* Information supplied:
════════

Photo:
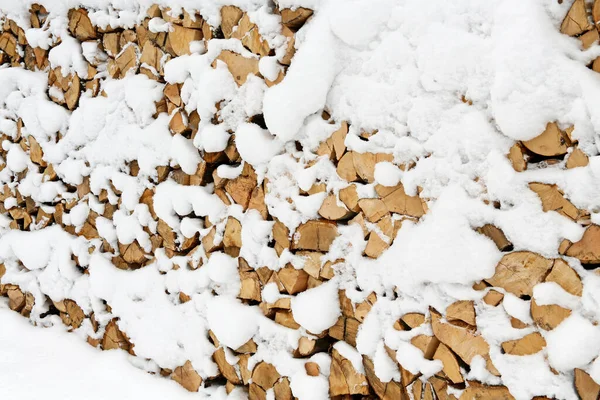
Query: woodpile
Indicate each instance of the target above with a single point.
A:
(452, 336)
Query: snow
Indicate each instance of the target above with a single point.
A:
(324, 298)
(66, 368)
(406, 71)
(573, 344)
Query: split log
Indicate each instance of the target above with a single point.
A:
(516, 155)
(596, 12)
(587, 250)
(70, 313)
(549, 316)
(589, 38)
(283, 390)
(484, 392)
(312, 369)
(553, 200)
(413, 320)
(462, 310)
(265, 375)
(451, 366)
(114, 338)
(344, 379)
(227, 370)
(586, 387)
(577, 158)
(239, 66)
(187, 377)
(520, 271)
(179, 39)
(566, 277)
(391, 390)
(294, 280)
(295, 19)
(397, 201)
(461, 341)
(81, 26)
(576, 21)
(250, 37)
(315, 235)
(497, 235)
(550, 143)
(527, 345)
(331, 210)
(230, 17)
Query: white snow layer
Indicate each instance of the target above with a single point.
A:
(398, 67)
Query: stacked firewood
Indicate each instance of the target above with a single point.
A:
(455, 340)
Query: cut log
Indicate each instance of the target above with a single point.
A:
(71, 314)
(576, 21)
(250, 288)
(397, 201)
(427, 344)
(566, 277)
(227, 370)
(378, 244)
(265, 375)
(312, 369)
(461, 341)
(346, 169)
(496, 235)
(115, 339)
(331, 210)
(527, 345)
(295, 19)
(230, 17)
(451, 366)
(250, 37)
(548, 317)
(483, 392)
(589, 38)
(462, 310)
(553, 200)
(315, 235)
(344, 379)
(233, 233)
(577, 158)
(587, 250)
(364, 164)
(516, 155)
(520, 271)
(81, 26)
(391, 390)
(413, 320)
(240, 189)
(179, 39)
(294, 280)
(239, 66)
(550, 143)
(586, 387)
(127, 60)
(187, 377)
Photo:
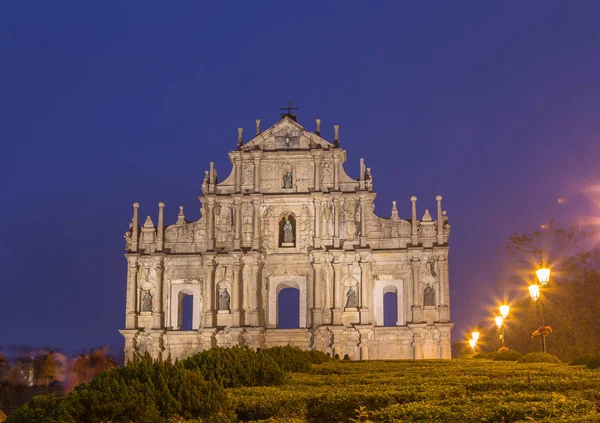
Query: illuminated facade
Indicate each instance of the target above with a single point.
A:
(288, 216)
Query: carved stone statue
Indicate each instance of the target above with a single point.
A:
(368, 179)
(205, 183)
(224, 299)
(429, 296)
(147, 301)
(351, 298)
(287, 180)
(288, 232)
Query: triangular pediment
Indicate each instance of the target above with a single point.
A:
(285, 135)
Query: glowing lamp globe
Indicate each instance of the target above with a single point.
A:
(534, 291)
(543, 276)
(499, 321)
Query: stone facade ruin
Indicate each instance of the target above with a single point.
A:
(289, 216)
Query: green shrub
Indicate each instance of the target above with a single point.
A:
(317, 357)
(237, 366)
(539, 357)
(591, 361)
(505, 355)
(139, 392)
(290, 359)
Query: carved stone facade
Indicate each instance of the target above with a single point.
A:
(288, 216)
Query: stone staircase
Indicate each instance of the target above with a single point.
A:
(13, 396)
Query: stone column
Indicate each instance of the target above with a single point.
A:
(132, 269)
(317, 310)
(135, 229)
(161, 227)
(337, 307)
(238, 174)
(336, 222)
(166, 295)
(318, 205)
(336, 172)
(237, 240)
(363, 222)
(417, 296)
(365, 290)
(157, 310)
(256, 223)
(318, 164)
(256, 172)
(235, 300)
(209, 317)
(210, 205)
(414, 230)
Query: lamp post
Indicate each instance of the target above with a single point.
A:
(504, 309)
(543, 276)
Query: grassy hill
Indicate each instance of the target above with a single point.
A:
(285, 384)
(445, 391)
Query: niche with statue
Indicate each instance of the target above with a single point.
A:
(287, 231)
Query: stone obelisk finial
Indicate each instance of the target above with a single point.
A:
(440, 234)
(240, 137)
(161, 227)
(134, 229)
(414, 234)
(336, 135)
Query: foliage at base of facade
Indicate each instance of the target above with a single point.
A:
(288, 358)
(539, 357)
(504, 355)
(237, 366)
(140, 392)
(591, 361)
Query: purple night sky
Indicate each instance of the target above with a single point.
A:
(492, 105)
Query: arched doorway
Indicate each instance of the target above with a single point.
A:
(390, 306)
(187, 311)
(280, 283)
(288, 308)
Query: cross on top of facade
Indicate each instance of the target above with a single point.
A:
(289, 108)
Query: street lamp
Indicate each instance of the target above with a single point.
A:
(534, 291)
(543, 276)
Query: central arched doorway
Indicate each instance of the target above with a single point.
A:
(288, 308)
(291, 303)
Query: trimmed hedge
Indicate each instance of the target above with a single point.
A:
(237, 366)
(140, 392)
(290, 359)
(591, 361)
(539, 357)
(505, 355)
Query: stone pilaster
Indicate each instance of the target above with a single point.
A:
(366, 288)
(131, 300)
(235, 297)
(336, 221)
(257, 156)
(209, 306)
(337, 295)
(157, 300)
(256, 200)
(237, 240)
(417, 296)
(318, 199)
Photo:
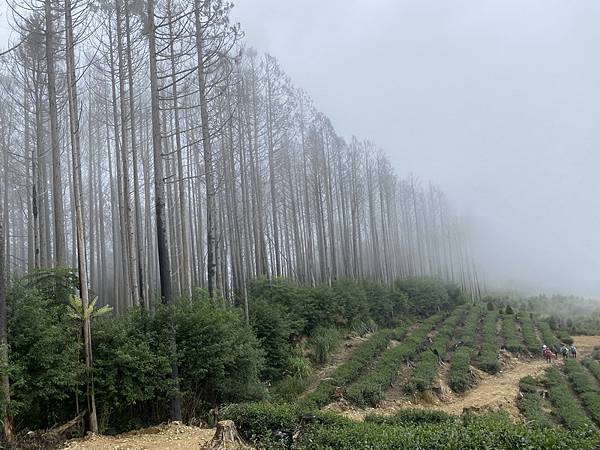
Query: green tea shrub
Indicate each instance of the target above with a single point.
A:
(569, 410)
(530, 404)
(426, 367)
(348, 372)
(488, 354)
(322, 342)
(512, 339)
(406, 430)
(370, 389)
(412, 416)
(530, 338)
(585, 386)
(593, 366)
(459, 375)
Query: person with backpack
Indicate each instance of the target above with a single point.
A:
(548, 355)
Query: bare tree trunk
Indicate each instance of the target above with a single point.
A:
(78, 207)
(60, 253)
(159, 195)
(208, 158)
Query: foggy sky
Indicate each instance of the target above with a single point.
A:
(497, 102)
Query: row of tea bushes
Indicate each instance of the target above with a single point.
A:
(459, 375)
(268, 427)
(531, 404)
(571, 413)
(513, 341)
(426, 368)
(586, 387)
(488, 353)
(529, 335)
(370, 389)
(354, 367)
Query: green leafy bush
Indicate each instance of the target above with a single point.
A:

════════

* Task prompt: Retype, word for word, the lines from the one with "Query: central arched doorway" through the last line of the entries above, and only those lines. Leave pictures out.

* Full solution:
Query: central arched doorway
Indicate each instance of the target above with a single point.
A:
(288, 308)
(291, 303)
Query: trimmed hedge
Indicate each instance of the target above with a single point.
A:
(237, 366)
(140, 392)
(290, 359)
(591, 361)
(539, 357)
(505, 355)
Query: stone pilaster
Indicate each instance of the target above with a single point.
A:
(366, 288)
(131, 300)
(235, 297)
(336, 221)
(257, 156)
(209, 306)
(337, 295)
(157, 300)
(256, 200)
(237, 240)
(417, 296)
(318, 199)
Photo:
Query: green tea shrub
Indicate each instance of the target above with a single point.
A:
(569, 410)
(530, 404)
(426, 367)
(348, 372)
(488, 354)
(322, 342)
(512, 339)
(406, 430)
(370, 389)
(412, 416)
(530, 338)
(585, 386)
(593, 366)
(459, 375)
Query: person with backpack
Indicate each instance of the target above with a single point.
A:
(548, 355)
Query: bare tree trunk
Indicate each instance of the target above with a single point.
A:
(78, 207)
(60, 253)
(159, 195)
(208, 158)
Query: foggy sky
Indicate each instance of the target above with a single point.
A:
(497, 102)
Query: row of tea bushes
Indicate each instance of the target above with a single point.
A:
(459, 375)
(268, 427)
(531, 404)
(571, 413)
(513, 341)
(426, 368)
(586, 387)
(488, 353)
(529, 335)
(370, 389)
(354, 367)
Query: green leafy bush
Indicate each instance of the target above with a single point.
A:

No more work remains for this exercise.